-- Instructions to follow --
Extend the remembrance of Sherilyn below, picking up after its final sentence.

-- Selected text --
◇ ◇ ◇ ◇ ◇
Sherilyn's stomach ruptured on June 7, and she had to be rushed to the hospital for emergency surgery and was placed in ICU. Two days later her daughter received word from the hospital that Sherilyn's kidneys were failing, and she had to be placed on a ventilator. Sherilyn remained on life support until she peacefully passed away from this life and into Heaven on June 13. We all gathered to say our goodbyes on June 18.
I still can't believe she's gone. I miss her. I miss her words of wisdom. I miss talking to her. I miss laughing with her. I miss that motherly feeling I got from her. I know everything happens for a reason, and I believe God is in control. He took her home when it was her time. I know this in my brain and in my heart, but there are times that I can't wrap my head around her passing. I keep thinking that it was too soon. There was much left to do. There was her granddaughter to see grow up. There was work still to be done. But God had other plans for Sherilyn's life, and we have to grieve for her, be grateful we knew her, and move on with cherished memories.
◇ ◇ ◇ ◇ ◇
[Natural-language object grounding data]
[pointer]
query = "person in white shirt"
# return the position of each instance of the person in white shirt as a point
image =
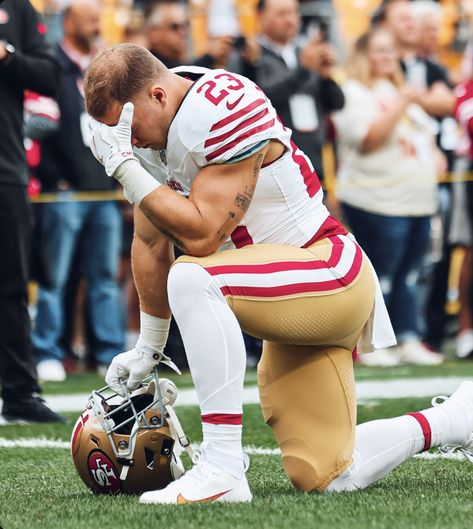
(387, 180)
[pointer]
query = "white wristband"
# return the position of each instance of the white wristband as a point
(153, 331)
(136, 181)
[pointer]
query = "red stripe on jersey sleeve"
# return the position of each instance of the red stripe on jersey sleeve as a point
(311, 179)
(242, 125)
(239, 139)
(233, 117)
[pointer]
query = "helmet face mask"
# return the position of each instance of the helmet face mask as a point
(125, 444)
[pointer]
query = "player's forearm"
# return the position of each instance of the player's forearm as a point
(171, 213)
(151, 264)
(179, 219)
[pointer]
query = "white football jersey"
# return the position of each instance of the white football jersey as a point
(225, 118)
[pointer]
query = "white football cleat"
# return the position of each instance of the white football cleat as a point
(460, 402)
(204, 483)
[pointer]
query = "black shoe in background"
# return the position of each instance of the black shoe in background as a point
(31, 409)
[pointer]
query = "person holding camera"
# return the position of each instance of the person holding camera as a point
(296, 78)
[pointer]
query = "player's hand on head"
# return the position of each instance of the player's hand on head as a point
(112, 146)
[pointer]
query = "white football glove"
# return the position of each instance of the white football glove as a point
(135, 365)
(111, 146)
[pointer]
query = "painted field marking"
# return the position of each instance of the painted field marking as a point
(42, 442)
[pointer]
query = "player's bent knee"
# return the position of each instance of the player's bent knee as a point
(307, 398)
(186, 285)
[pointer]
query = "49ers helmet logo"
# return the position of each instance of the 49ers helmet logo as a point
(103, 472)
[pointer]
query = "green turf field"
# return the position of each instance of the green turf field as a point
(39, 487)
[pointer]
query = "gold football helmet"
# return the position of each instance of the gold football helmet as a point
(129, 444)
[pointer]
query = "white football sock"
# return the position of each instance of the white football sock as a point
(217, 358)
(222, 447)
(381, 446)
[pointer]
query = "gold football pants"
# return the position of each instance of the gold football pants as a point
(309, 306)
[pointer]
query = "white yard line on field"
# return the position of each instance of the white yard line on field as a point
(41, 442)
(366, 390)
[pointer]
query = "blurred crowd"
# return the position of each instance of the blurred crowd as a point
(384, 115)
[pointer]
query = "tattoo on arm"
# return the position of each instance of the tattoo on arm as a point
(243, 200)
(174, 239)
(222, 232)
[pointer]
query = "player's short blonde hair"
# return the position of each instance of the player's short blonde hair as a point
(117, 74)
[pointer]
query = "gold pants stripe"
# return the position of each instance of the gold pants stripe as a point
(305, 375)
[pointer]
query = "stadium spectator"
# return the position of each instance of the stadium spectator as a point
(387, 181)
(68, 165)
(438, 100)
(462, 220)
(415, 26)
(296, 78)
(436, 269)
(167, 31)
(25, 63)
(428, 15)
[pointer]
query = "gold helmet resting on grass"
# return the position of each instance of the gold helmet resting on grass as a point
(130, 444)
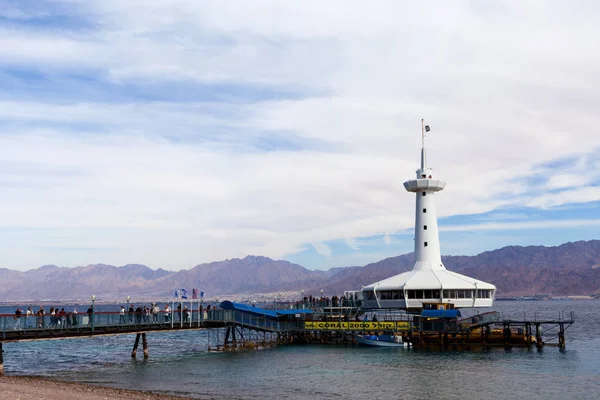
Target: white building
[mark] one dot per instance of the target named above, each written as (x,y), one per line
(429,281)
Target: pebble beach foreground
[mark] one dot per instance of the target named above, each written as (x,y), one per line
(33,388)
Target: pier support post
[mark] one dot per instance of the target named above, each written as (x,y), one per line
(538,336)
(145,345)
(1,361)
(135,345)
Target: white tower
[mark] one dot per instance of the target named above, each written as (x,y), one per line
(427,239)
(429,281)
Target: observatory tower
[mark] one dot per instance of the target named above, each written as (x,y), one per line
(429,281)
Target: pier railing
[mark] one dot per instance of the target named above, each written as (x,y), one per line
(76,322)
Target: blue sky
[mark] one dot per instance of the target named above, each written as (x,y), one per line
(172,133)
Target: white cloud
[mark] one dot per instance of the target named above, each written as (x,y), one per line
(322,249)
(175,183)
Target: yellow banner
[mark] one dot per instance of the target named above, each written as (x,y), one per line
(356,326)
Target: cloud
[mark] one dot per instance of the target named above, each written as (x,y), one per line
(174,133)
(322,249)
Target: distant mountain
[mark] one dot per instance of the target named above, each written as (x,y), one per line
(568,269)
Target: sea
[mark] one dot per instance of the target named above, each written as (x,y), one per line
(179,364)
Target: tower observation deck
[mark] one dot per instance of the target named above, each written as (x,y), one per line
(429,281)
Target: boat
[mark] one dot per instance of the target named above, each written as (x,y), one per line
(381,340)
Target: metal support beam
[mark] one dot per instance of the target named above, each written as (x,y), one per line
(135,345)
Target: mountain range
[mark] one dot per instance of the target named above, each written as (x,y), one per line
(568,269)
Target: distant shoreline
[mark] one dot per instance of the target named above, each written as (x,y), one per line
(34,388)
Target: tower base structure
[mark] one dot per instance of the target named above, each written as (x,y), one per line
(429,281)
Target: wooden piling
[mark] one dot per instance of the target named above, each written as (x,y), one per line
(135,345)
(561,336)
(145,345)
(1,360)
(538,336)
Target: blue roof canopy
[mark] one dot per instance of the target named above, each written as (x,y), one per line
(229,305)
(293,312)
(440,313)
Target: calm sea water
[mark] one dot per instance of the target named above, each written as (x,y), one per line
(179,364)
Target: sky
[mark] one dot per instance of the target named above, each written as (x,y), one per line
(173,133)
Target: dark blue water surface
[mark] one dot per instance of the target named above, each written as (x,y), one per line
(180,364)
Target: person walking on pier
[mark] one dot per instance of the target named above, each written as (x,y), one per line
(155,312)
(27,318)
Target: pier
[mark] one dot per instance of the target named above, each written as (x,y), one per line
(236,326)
◇ ◇ ◇ ◇ ◇
-- Solved problem --
I'm a firm believer in letting people know that you love them and how much they mean to you. I want my friends and family to know I love them and how much they mean to me, and I want them to know how, even in the smallest of ways, each one of them has impacted my life and made it better for knowing them. Folks, don't let your loved ones get away from you without a hug, a kiss, an "I love you". You never, never now when it just might be your last chance to tell them. Don't let grudges get in the way. Don't let your last words be wasted on a silly argument. Don't let the lasting memories you have of that person be their backside while they are clocking out for the day. Don't let your very last memory to be at their funeral wishing you had said all you wanted to say and wondering if they knew you loved them. Don't assume you'll see that person again. You may not.